Referring expression data:

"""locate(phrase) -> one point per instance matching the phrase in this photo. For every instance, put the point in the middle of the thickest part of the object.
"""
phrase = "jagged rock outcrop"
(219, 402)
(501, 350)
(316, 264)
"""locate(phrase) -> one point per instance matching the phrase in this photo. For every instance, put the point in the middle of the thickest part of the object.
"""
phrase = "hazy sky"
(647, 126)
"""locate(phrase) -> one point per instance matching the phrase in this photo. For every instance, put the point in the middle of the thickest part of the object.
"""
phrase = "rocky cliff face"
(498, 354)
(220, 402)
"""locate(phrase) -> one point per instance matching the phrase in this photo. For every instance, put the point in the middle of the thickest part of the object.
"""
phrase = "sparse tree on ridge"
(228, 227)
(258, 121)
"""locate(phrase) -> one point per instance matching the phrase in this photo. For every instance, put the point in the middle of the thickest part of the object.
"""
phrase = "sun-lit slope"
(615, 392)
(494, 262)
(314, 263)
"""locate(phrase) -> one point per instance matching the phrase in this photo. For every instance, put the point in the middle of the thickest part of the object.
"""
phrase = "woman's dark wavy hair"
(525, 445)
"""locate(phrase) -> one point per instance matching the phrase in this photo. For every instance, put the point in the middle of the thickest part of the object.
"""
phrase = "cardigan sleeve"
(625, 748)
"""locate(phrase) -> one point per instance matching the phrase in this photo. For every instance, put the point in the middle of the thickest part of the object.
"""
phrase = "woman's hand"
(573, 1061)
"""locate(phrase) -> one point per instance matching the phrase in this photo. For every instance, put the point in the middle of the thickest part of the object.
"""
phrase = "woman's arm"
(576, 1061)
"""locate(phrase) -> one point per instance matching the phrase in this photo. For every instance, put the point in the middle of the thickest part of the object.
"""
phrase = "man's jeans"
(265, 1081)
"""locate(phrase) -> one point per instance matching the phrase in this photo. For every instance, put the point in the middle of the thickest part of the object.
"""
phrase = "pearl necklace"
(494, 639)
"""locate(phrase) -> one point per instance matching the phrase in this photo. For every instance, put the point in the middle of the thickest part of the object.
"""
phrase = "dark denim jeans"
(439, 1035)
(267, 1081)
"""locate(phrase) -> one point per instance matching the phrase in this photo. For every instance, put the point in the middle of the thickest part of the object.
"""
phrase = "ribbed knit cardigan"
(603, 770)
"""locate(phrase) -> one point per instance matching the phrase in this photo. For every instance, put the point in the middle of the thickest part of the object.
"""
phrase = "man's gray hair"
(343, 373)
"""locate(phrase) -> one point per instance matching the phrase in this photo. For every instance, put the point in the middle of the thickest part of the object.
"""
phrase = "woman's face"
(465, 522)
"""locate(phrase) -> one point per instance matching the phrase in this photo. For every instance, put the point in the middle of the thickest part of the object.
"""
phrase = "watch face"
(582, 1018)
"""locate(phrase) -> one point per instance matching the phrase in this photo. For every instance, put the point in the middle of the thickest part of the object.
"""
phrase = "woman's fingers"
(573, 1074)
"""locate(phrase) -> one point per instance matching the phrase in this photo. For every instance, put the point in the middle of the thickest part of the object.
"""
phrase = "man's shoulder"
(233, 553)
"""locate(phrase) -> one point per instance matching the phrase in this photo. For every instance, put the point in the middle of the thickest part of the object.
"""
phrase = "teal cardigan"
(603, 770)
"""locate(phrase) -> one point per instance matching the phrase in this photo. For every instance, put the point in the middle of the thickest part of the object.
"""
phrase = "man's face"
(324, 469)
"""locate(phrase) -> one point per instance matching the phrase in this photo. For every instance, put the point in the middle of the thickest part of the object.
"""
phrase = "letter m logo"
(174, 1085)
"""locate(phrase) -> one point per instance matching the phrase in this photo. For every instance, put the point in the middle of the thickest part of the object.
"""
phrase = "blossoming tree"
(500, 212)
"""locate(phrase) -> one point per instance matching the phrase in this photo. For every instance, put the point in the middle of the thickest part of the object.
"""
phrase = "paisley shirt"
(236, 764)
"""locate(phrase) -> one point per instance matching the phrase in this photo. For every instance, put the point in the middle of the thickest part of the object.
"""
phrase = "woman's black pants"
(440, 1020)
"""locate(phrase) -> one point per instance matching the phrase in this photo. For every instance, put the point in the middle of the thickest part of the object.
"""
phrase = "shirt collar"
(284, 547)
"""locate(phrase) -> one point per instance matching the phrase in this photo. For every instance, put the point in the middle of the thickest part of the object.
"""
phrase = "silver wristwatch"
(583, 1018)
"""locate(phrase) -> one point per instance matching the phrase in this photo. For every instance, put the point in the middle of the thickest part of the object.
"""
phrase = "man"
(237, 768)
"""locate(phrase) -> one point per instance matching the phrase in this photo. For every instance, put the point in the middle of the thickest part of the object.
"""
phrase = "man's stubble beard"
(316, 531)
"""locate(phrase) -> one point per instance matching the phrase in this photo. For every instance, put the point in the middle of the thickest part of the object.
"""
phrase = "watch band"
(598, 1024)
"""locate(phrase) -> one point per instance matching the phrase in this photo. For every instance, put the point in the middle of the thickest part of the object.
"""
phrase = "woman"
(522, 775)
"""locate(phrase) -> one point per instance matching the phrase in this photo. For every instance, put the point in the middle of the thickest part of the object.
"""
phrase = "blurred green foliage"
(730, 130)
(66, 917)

▶ [Prompt]: Print all the records precisely.

▶ [Result of this exercise]:
"""locate(phrase) -> one point per instance matching the phrase in this photo. For every instance, put the point in the middle of the thickest part of the object.
"""
phrase = "jagged rock outcrop"
(219, 402)
(501, 350)
(316, 264)
"""locate(phrase) -> one point per instance matching the phrase in this photo. For every instance, put the point in the middle of the thickest part of the object.
"""
phrase = "hazy sky"
(647, 126)
"""locate(phrase) -> one point per instance matching the phrase in this photo. For every instance, put the point in the middle of the thickest part of the object.
"""
phrase = "rocky cliff face"
(498, 354)
(220, 402)
"""locate(phrase) -> one point per instance matching the phrase in this photo. For every instance, put the point in the middle of the thickest part of the object.
"""
phrase = "sparse tree on ridge"
(228, 227)
(258, 121)
"""locate(phrase) -> one point per instance matching the phrase in this photo. For every instance, put the point in the middle of the thickest part of the object.
"""
phrase = "sun-lit slope"
(615, 392)
(494, 262)
(314, 263)
"""locate(phrase) -> one point per instance matching the phrase in this photo. For every instance, put the point in the middle of the thickest part of the object.
"""
phrase = "woman's dark wavy hair"
(525, 445)
"""locate(phrase) -> one point per instance matching the phrase in this photo. For every instance, put the point in the middle of the thickest part of the object.
"""
phrase = "cardigan sleeve"
(625, 748)
"""locate(phrase) -> one point per instance matching the phrase in this photo. For every instance, put the point in the middle of the thickest part of the object.
"""
phrase = "woman's hand"
(573, 1061)
"""locate(phrase) -> one point per instance matching the phrase in this photo. For every instance, put the point in the middle of the thickest part of the object.
"""
phrase = "woman's arm"
(576, 1061)
"""locate(phrase) -> one point per instance matching the phrase in this photo. For every instance, put the point in the middle of the thickest part of the object.
"""
phrase = "man's jeans"
(265, 1081)
"""locate(phrase) -> one point per instance matching the phrase in this photo. For every instance, put the point in the middle of the thickest part of the object.
"""
phrase = "pearl necklace"
(494, 639)
"""locate(phrase) -> one point per instance matching the phrase in this photo. For every instance, put the point in the middle of the thickest part of the object.
"""
phrase = "dark denim jeans"
(439, 1035)
(267, 1081)
"""locate(phrase) -> one point per instance matching the phrase in this photo. For every instance, put the point in the middle of the thickest part of the object.
"""
phrase = "ribbed knit cardigan"
(603, 770)
"""locate(phrase) -> one point per instance matching the phrase in this photo. For every instance, put the point in the middle of the thickest part of the object.
"""
phrase = "man's gray hair"
(343, 373)
"""locate(phrase) -> one point per instance matching the phrase in this photo. For every instance, put the point in the middle of the thickest part of the object.
"""
phrase = "woman's face"
(465, 522)
"""locate(phrase) -> one point per instance matching the phrase in this photo. For every instance, put the point in the middle of the thickest part of the object.
"""
phrase = "watch face"
(582, 1018)
"""locate(phrase) -> one point per instance matching the phrase in this photo. For every instance, put the point in the middle of the thickest part of the object.
"""
phrase = "woman's fingers"
(573, 1074)
"""locate(phrase) -> one point per instance matching the phrase in this photo. For every instance, put the point in the middle of the thickest part of the object.
"""
phrase = "man's shoulder"
(233, 553)
"""locate(phrase) -> one point per instance matching the phrase in this photo. For every instance, put the point in the middle of the thickest part of the object.
"""
phrase = "teal cardigan"
(603, 770)
"""locate(phrase) -> one point per instance matching the phrase in this photo. For every instance, put the point in the middle of the thickest part of the object.
"""
phrase = "man's face"
(324, 469)
"""locate(phrase) -> one point per instance matching the phrase in this photo. For every instance, put the point in the middle of the thickest part of the object.
"""
phrase = "letter m logo"
(174, 1085)
"""locate(phrase) -> one point per instance matching the phrase in this photo. For every instance, put the point in the middle of the thickest part of the object.
"""
phrase = "blossoming tree"
(500, 212)
"""locate(phrase) -> one point per instance matching the phrase in this photo. For every instance, put the point in the middle of the thickest part of the object.
"""
phrase = "paisley shirt"
(236, 764)
"""locate(phrase) -> one point per instance matching the phrase in this photo. For every instance, put the point in the middle of the thickest part of the object.
"""
phrase = "woman's black pants"
(440, 1020)
"""locate(phrase) -> one point per instance matching the phrase in this photo. For every instance, put the point in the middle of the thickest part of the object.
"""
phrase = "shirt collar"
(284, 547)
"""locate(phrase) -> one point per instance matching the phrase in this photo. For every instance, put the point in the middle of the thickest part of the object.
"""
phrase = "silver wristwatch"
(583, 1018)
"""locate(phrase) -> one point per instance matching the phrase in this photo. For every instance, put the point in the middle of the thickest part of the object.
"""
phrase = "man"
(237, 768)
"""locate(phrase) -> one point per instance matching the phrase in this photo. For every instance, put the point in the middle of the thickest part of the object.
"""
phrase = "man's stubble beard"
(316, 531)
"""locate(phrase) -> one point per instance matching the phrase in this photo. For every instance, put the point in the middle of the thickest part of the object.
"""
phrase = "watch band"
(598, 1024)
"""locate(phrase) -> one point per instance matching the phrase in this photo. For every instance, put the point in the middle of the thickest part of the object.
"""
phrase = "woman"
(522, 775)
"""locate(phrase) -> one point per instance matching the phrase in this photo. For every instance, put the point in the middle of the thickest part of the object.
"""
phrase = "blurred green foliage"
(730, 130)
(66, 917)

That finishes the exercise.